— Teks Bacaan —
====

Oleh: Endiyah Puji Tristanti, S.Si
(Penulis dan Pemerhati Politik Islam)
Mediaoposisi.com-Bagai pita kaset usang yang kusut diputar ulang. Sinisme terhadap perjuangan penegakan khilafah terus diaruskan demi kepentingan syahwat politik praktis.
Pola pikir pragmatisme produk pandangan hidup sekulerisme telah menjatuhkan politikus-politikus demokrasi ke level berpikir terendah. Logika patah menyandingkan proyek khilafah global dengan seremonial demokrasi lokal terpaksa dibangun.
Ketua Umum Partai Persatuan Pembangunan (PPP), M Romahurmuziy menuding bahwa kelompok yang menginginkan khilafah dan mengubah Pancasila saat ini berkumpul semua di kubu paslon nomor urut 02, Prabowo-Sandiaga.

====

— Cuplikan Data —
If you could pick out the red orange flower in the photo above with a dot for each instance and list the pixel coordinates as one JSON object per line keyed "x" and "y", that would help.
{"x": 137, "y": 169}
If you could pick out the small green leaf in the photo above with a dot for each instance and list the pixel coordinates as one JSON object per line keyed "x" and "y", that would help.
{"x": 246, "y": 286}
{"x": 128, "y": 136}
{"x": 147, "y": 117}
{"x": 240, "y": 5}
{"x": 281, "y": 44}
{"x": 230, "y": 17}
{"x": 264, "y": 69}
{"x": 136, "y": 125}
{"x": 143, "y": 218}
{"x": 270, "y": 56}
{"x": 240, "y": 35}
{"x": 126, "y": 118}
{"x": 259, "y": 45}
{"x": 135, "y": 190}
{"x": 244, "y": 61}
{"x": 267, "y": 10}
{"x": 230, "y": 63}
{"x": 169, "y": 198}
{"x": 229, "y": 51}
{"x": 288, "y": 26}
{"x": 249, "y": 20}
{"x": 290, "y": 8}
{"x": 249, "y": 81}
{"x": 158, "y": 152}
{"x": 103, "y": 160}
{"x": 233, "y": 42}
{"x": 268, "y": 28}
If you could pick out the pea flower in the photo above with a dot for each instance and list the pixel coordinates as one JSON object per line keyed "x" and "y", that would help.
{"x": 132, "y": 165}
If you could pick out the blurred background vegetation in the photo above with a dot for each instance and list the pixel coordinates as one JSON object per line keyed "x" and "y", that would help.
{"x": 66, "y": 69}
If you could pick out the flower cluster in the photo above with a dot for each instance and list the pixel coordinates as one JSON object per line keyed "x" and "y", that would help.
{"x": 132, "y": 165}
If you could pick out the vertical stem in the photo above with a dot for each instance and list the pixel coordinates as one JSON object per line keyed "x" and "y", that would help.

====

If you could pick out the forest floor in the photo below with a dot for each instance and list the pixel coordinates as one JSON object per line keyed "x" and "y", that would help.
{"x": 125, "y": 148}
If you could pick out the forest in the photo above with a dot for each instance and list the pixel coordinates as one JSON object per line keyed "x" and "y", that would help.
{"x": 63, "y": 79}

====

— Soal Latihan —
A: Menurut tulisan tentang khilafah, siapa yang menuding bahwa kelompok pengusung khilafah berkumpul di kubu paslon nomor urut 02?
B: Berdasarkan tulisan tentang khilafah, jelaskan mengapa politikus-politikus demokrasi dikatakan jatuh ke level berpikir terendah.
C: Teruskan tulisan tentang khilafah itu mulai dari kalimat sesudah kalimat terakhirnya.

— Kunci Jawaban —
A: Ketua Umum Partai Persatuan Pembangunan (PPP), M Romahurmuziy.

B: Mereka jatuh ke level berpikir terendah karena pola pikir pragmatisme. Pola pikir itu disebut sebagai produk pandangan hidup sekulerisme.

C:
Padahal jauh-jauh hari Badan Komunikasi DPP Gerindera, Andre Rosiade kepada Kantor Berita Politik RMOL (30/10/2019) telah menjawab tuduhan serupa sebagai isu sesat dan menyesatkan yang tidak masuk akal tanpa landasan fakta.
Jawaban yang masuk akal sebab selama ini Prabowo dikenal sebagai seorang nasionalis non agamis, sehingga saat ini sulit untuk memasukkan Capres 02 ini dalam bursa penegakan khilafah.
Pernyataan terbuka atas persetujuan terhadap gagasan khilafah dan kepemilikan HGU yang jelas tidak merujuk pada sistem ekonomi Islam turut memperkuat jauhnya Prabowo Subianto dalam isu perjuangan khilafah.
Lantas mengapa monsterisasi khilafah massif dilakukan oleh pendukung rezim yang dinilai banyak kalangan sebagai rezim gagal ini?
Ada beberapa alasan diantaranya, pertama politik demokrasi adalah politik sekuler yang menghalalkan segala cara.
Fitnah dan kebohongan senantiasa menjadi jubah resmi kampanye politik mereka. Sekulerisme secara hakiki mengabaikan pentingnya agama termasuk Islam. Maka politik sekuler mensahkan praktik monsterisasi konsep khilafah yang merupakan bagian integral ajaran Islam.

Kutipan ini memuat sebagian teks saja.